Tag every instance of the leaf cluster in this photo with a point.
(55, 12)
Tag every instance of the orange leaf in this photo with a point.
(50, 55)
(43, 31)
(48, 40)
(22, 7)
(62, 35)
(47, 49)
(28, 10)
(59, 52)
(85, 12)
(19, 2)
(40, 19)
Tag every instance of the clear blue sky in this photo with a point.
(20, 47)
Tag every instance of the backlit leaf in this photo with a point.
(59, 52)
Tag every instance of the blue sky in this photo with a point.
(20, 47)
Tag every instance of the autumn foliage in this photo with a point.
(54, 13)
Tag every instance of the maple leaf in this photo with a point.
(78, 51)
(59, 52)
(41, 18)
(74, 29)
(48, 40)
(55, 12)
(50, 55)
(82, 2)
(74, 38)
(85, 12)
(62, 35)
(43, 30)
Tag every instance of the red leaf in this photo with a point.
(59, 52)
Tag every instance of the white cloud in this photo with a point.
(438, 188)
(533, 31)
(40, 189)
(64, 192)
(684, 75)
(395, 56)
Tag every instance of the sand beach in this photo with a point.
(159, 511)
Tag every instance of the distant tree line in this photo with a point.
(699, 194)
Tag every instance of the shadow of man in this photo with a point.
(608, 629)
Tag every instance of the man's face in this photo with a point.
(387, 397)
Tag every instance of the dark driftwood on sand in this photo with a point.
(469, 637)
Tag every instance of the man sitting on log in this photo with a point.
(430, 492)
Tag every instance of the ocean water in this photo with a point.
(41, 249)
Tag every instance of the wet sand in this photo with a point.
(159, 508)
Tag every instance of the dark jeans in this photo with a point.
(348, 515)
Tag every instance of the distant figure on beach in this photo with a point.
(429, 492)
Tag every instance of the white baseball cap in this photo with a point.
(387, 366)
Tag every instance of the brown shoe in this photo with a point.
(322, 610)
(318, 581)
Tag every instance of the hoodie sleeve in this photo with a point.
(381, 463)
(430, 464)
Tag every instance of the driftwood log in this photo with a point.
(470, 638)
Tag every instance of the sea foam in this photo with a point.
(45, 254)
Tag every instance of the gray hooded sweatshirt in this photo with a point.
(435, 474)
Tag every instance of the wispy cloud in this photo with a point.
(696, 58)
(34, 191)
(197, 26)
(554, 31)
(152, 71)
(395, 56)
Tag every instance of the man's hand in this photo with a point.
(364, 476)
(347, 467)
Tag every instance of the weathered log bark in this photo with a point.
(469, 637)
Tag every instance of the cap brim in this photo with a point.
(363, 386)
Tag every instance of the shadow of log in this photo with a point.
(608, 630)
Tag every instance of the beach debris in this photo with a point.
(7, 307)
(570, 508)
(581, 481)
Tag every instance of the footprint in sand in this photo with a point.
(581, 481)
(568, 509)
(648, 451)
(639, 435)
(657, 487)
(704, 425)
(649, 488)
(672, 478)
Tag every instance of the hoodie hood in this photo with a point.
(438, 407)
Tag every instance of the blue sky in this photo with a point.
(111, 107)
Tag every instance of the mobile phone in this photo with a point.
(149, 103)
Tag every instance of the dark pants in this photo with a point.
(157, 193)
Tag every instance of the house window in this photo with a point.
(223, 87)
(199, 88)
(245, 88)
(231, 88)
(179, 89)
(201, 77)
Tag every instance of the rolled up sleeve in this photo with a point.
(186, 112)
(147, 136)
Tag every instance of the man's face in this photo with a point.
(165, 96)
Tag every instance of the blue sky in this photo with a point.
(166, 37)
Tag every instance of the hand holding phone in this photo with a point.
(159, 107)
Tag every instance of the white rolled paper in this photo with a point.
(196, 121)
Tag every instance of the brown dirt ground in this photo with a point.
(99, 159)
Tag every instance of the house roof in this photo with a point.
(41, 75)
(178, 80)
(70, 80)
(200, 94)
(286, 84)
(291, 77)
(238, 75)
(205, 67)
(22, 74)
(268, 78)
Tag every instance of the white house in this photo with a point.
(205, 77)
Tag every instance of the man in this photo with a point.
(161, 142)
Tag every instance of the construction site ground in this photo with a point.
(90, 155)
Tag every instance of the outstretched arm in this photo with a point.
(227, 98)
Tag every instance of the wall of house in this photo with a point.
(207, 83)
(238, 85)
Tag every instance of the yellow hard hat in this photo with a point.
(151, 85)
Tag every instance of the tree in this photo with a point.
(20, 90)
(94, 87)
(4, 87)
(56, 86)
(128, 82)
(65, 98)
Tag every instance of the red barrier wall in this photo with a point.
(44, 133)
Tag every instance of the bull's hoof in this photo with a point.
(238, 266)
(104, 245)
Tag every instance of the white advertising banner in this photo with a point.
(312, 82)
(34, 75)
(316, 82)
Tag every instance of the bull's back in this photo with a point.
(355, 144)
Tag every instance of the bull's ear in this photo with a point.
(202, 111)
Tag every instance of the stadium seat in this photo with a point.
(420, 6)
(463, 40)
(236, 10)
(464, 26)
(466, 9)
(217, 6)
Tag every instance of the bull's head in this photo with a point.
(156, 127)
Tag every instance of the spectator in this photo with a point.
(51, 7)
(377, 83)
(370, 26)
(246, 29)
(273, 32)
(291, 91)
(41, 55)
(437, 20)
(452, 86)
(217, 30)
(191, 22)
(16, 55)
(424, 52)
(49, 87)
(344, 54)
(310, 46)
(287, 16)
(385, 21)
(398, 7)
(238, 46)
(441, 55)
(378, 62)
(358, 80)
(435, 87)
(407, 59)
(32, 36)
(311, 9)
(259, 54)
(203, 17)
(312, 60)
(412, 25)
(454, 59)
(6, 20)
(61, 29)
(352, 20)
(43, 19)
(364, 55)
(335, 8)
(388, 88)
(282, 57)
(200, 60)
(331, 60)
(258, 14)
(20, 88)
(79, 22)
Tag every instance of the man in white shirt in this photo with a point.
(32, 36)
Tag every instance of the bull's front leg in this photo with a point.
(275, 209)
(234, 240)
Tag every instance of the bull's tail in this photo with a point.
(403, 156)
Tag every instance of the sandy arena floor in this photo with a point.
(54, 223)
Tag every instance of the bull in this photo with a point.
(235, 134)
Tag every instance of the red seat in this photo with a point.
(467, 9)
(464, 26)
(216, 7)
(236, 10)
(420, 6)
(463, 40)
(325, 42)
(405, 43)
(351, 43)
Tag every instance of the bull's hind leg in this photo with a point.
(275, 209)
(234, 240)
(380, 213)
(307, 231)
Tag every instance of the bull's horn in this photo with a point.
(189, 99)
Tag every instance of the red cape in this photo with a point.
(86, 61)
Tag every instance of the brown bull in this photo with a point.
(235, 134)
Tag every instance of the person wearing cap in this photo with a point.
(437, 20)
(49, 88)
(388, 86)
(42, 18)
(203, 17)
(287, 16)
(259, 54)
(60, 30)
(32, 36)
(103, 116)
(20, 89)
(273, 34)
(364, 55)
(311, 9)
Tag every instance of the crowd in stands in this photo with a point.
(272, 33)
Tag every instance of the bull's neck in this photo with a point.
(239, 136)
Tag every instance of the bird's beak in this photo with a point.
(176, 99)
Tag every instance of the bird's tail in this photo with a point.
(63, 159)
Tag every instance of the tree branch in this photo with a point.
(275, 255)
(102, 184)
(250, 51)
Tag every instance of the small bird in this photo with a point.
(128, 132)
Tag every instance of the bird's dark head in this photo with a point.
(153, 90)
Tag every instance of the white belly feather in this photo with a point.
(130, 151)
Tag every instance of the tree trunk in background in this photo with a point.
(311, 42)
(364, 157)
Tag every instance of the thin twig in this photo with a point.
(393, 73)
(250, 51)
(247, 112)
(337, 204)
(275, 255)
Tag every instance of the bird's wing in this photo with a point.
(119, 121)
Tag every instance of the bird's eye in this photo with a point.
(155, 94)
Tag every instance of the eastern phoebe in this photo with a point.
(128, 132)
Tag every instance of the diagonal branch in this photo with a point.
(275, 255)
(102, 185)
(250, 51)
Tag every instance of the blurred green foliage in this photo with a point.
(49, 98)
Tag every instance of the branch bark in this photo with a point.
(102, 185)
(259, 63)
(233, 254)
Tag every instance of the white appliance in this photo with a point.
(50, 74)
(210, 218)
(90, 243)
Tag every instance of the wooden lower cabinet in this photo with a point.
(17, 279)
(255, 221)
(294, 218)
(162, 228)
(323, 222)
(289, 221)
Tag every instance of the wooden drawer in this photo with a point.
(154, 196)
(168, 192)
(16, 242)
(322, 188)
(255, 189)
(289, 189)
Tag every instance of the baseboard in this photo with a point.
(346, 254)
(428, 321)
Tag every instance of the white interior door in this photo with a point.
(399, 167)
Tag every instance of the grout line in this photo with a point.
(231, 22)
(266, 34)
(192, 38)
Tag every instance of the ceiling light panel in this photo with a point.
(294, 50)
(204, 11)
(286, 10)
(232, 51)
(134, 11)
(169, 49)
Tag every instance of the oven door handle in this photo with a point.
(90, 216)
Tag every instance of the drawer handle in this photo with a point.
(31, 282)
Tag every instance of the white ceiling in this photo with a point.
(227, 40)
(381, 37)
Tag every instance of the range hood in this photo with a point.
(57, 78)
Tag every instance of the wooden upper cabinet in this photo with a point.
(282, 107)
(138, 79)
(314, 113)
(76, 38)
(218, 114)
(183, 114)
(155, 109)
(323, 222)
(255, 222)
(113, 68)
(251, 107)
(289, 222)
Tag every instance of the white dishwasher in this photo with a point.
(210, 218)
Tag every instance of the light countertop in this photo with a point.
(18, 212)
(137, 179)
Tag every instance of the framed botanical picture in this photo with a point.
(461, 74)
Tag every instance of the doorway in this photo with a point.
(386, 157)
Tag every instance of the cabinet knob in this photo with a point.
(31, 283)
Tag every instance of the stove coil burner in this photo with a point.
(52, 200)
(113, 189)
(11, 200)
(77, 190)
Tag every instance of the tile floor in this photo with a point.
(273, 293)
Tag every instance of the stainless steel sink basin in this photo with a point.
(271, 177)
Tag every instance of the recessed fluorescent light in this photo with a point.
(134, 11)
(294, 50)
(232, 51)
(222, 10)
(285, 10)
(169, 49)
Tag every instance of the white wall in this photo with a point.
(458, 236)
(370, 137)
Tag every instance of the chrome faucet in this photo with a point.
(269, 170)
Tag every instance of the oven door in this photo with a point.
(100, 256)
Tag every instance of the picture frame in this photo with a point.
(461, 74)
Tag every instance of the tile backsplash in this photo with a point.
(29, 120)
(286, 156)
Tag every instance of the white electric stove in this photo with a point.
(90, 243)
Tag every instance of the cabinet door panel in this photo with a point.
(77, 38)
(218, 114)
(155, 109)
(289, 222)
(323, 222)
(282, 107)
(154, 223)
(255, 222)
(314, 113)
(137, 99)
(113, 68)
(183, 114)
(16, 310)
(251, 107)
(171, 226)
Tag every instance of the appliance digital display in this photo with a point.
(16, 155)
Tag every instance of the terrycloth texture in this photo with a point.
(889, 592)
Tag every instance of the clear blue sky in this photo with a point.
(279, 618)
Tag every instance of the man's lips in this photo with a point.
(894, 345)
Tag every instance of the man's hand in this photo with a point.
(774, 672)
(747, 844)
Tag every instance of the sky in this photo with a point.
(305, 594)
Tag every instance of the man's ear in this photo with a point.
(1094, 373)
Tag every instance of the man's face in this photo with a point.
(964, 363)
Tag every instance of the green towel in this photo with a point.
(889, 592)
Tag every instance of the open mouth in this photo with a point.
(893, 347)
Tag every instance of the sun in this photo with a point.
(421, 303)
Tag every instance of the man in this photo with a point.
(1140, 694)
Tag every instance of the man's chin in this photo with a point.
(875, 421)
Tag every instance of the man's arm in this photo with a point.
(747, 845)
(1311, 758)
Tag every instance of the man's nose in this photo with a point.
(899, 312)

....

— WORK REQUIRED —
In the records above, retype exactly the lines from the one with "Tag every instance of the oven door in" through the last one.

— THE COMPLETED TASK —
Tag every instance of the oven door in this photo with a point.
(100, 256)
Tag every instance of the picture frame in this photo with a point.
(461, 74)
Tag every instance of the tile backsplash in this photo with a point.
(29, 120)
(286, 156)
Tag every instance of the white electric stove in this photo with a point.
(90, 243)
Tag every instance of the cabinet door panel in this photo with a point.
(77, 38)
(218, 114)
(155, 109)
(289, 222)
(323, 222)
(282, 107)
(154, 223)
(255, 222)
(314, 113)
(137, 99)
(113, 68)
(183, 114)
(16, 310)
(251, 107)
(171, 226)
Tag every instance of the appliance digital display in this photo with a point.
(16, 155)
Tag every instance of the terrycloth texture in this photo with a point.
(889, 592)
Tag every instance of the clear blue sky in this photo with a point.
(279, 618)
Tag every instance of the man's lips in this photo with a point.
(894, 345)
Tag every instance of the man's hand in this photo with a point.
(774, 672)
(747, 844)
Tag every instance of the sky in this photo with a point.
(305, 594)
Tag every instance of the man's ear in this photo with a point.
(1094, 373)
Tag every instance of the man's face in this photo with a point.
(964, 363)
Tag every instance of the green towel in this photo with a point.
(889, 592)
Tag every instance of the open mouth in this photo with a point.
(893, 347)
Tag every instance of the sun in this photo with a point.
(421, 303)
Tag every instance of the man in this photo with a point.
(1140, 694)
Tag every instance of the man's chin in this photo with a point.
(875, 421)
Tag every instance of the man's arm in this photo with a point.
(747, 845)
(1311, 758)
Tag every instance of the man's nose in this photo with a point.
(899, 312)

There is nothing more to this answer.